REQUIREMENTS –
Can you copy the lines from the one that contains "Confirm that each instance of the claw" through the end of the material below, exactly and with nothing else?
· · · · · · ·
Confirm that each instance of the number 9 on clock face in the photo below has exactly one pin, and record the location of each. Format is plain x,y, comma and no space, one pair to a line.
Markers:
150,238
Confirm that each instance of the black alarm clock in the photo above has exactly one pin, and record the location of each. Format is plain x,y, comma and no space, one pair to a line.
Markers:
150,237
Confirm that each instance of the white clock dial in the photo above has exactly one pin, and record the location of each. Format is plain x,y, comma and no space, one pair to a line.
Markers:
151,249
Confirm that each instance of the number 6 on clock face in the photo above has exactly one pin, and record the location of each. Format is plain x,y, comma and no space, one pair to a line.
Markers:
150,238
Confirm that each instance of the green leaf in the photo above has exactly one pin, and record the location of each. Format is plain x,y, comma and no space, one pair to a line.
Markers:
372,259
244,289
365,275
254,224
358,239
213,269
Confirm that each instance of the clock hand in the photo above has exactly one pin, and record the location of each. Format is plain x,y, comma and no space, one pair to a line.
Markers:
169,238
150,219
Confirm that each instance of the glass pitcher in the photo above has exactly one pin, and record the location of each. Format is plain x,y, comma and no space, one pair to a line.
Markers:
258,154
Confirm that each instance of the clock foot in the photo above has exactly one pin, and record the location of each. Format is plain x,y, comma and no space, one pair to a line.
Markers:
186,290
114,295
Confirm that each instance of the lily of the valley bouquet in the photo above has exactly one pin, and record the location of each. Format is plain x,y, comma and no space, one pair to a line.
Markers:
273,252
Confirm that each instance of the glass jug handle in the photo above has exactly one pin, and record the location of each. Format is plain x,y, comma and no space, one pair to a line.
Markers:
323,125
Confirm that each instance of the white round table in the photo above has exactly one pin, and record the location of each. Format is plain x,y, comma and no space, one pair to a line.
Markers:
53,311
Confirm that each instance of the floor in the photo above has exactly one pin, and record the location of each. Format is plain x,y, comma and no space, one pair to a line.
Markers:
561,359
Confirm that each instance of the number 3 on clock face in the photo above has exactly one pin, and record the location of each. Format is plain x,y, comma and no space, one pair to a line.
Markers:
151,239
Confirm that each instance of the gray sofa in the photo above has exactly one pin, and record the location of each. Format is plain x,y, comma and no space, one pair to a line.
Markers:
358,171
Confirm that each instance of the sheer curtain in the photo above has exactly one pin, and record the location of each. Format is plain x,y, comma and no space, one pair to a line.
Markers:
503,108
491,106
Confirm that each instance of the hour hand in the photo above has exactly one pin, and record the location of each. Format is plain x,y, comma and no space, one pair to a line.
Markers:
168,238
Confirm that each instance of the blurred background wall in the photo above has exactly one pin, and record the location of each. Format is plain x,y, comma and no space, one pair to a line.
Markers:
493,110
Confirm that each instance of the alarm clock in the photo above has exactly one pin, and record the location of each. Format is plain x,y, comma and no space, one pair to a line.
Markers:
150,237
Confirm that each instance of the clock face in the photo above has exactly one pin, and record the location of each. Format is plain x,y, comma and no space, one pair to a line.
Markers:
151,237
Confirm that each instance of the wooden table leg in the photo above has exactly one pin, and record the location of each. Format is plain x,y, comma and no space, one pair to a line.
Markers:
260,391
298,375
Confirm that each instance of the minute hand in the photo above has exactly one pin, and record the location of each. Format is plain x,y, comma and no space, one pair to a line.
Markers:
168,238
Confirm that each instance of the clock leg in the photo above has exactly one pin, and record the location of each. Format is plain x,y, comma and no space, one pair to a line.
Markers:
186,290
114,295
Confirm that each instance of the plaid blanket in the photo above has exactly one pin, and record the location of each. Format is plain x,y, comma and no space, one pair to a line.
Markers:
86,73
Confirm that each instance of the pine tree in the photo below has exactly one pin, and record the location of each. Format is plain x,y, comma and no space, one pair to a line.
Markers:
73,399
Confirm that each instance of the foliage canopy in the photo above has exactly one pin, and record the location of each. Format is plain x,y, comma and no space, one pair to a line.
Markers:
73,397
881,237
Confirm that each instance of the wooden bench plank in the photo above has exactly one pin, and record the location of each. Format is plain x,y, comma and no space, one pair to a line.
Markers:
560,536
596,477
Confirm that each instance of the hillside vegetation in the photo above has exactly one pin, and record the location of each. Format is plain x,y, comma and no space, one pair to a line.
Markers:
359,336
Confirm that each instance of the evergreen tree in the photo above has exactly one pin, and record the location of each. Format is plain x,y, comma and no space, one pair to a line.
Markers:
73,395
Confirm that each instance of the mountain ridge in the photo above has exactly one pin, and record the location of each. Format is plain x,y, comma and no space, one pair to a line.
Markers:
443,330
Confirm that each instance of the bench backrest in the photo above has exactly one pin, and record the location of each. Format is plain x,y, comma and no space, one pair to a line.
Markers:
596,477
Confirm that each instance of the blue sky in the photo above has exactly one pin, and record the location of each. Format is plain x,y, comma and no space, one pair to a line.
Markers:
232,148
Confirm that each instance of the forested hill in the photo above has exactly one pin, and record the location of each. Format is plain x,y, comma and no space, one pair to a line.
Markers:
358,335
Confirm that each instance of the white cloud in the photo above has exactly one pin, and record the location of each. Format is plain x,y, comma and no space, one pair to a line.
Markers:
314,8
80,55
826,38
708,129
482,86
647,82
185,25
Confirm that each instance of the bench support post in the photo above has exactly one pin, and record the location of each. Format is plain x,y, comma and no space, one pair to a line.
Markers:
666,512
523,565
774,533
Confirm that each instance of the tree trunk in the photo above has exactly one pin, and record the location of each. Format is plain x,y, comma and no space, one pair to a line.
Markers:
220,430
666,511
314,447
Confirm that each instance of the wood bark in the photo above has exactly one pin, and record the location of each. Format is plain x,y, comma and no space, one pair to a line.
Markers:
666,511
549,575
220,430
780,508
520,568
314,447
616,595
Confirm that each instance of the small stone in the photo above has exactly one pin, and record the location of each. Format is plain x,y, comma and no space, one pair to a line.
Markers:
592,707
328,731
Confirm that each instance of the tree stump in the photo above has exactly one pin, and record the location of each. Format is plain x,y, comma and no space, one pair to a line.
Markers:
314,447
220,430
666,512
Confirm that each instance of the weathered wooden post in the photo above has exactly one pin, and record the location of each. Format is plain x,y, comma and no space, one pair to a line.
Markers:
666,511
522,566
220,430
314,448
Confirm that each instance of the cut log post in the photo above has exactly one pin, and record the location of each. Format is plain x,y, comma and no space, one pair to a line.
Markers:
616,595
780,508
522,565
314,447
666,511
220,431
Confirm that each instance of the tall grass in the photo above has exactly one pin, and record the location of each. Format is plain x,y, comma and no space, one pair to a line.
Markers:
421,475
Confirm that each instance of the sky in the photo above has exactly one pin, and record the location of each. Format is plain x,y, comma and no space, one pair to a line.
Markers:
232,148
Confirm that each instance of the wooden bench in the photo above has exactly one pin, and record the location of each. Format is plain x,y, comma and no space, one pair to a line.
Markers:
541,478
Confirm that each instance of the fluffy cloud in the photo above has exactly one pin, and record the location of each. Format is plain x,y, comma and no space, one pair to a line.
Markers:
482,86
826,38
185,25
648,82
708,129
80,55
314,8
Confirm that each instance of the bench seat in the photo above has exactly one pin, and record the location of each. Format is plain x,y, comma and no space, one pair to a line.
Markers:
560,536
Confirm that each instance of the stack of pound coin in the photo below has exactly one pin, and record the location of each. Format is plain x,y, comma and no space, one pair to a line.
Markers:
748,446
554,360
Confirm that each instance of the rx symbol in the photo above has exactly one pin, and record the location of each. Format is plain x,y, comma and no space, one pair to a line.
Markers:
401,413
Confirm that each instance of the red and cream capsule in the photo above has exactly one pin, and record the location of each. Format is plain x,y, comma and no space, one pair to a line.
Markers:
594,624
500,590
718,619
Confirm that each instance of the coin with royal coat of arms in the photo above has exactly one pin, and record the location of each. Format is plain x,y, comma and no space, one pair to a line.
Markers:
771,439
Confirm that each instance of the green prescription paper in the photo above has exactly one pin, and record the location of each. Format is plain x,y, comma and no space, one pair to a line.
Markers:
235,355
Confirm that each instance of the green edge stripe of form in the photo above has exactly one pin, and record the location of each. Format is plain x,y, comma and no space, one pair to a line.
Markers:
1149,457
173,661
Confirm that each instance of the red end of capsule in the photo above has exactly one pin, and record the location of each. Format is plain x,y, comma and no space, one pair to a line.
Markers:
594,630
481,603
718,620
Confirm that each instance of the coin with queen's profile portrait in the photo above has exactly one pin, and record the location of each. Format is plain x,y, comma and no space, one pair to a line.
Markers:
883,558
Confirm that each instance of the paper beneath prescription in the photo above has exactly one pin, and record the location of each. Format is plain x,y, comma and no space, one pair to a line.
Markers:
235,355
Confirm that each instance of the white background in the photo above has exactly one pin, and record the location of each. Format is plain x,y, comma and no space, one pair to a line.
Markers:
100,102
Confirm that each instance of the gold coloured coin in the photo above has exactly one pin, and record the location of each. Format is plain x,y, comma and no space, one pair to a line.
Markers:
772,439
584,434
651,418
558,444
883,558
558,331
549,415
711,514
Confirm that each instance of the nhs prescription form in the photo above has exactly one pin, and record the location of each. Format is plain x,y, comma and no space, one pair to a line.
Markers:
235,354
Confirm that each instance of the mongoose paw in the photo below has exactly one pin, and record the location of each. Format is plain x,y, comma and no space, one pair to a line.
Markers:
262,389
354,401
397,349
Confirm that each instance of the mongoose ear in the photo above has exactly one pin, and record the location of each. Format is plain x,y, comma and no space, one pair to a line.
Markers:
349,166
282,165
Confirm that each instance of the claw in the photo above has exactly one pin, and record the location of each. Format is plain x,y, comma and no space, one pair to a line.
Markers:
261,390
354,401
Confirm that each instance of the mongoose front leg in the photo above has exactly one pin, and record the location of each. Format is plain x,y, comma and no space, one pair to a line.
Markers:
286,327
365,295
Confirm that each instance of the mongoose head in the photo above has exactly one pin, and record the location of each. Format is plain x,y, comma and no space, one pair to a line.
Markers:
· · · · · · ·
EXERCISE RESULT –
Confirm that each instance of the claw in the photo above has exactly one pin, and record the location of each. Format is plain x,y, comma and no space, one pair to a line.
Markers:
261,390
354,401
Confirm that each instance of the mongoose front leg in the photo above has exactly one pin, and record the location of each. Format is plain x,y, comma and no space, one pair to a line.
Markers:
286,327
365,295
Confirm that each instance of the mongoose head in the photo above has exactly one pin, and record the location of each. Format is plain x,y, comma and no space, one pair to a line.
Markers:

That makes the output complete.